Please copy out the part of the data below that starts with the line containing "of the window." and continues through the line containing "x=269, y=283", swapping "phrase" for "description" and changing nothing else.

Pointing and labeling entries:
========
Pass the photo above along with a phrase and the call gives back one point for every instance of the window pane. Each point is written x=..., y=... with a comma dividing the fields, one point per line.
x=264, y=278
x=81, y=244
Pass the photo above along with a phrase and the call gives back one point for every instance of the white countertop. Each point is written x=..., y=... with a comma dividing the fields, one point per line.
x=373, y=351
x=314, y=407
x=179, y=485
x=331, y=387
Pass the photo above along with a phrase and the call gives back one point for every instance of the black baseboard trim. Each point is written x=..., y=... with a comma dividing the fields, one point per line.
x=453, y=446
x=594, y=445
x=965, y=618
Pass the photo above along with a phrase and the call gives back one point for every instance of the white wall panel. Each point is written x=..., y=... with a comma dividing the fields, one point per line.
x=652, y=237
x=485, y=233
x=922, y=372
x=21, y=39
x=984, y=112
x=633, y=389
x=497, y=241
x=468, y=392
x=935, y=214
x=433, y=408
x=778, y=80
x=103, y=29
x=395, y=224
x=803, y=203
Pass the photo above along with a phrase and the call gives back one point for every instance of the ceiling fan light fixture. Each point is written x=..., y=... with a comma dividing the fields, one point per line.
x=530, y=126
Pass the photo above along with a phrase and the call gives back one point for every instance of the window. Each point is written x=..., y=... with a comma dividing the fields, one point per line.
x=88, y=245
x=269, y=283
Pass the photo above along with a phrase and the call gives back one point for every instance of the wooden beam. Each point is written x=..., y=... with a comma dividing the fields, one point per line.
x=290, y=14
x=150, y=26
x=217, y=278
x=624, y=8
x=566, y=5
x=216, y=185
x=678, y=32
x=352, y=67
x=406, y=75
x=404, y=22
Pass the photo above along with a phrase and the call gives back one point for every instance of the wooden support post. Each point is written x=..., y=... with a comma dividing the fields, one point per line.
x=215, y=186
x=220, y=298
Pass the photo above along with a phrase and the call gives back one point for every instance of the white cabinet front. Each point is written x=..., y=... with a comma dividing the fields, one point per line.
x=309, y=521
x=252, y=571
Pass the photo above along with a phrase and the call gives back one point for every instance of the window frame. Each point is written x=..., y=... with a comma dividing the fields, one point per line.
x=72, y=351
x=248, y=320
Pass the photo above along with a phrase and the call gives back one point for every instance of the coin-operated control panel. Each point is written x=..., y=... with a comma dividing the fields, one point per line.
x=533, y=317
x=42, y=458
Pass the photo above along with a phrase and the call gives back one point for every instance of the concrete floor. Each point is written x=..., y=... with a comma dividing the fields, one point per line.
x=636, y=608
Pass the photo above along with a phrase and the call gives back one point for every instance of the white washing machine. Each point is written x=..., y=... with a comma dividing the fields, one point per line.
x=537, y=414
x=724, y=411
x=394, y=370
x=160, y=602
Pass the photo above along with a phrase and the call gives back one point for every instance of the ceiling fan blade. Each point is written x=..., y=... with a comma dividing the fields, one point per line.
========
RESULT BELOW >>
Pass the photo above along with a description and the call gives back one point for every instance of the window. Each point is written x=..., y=... with a comma dividing the fields, one point per line.
x=88, y=245
x=269, y=283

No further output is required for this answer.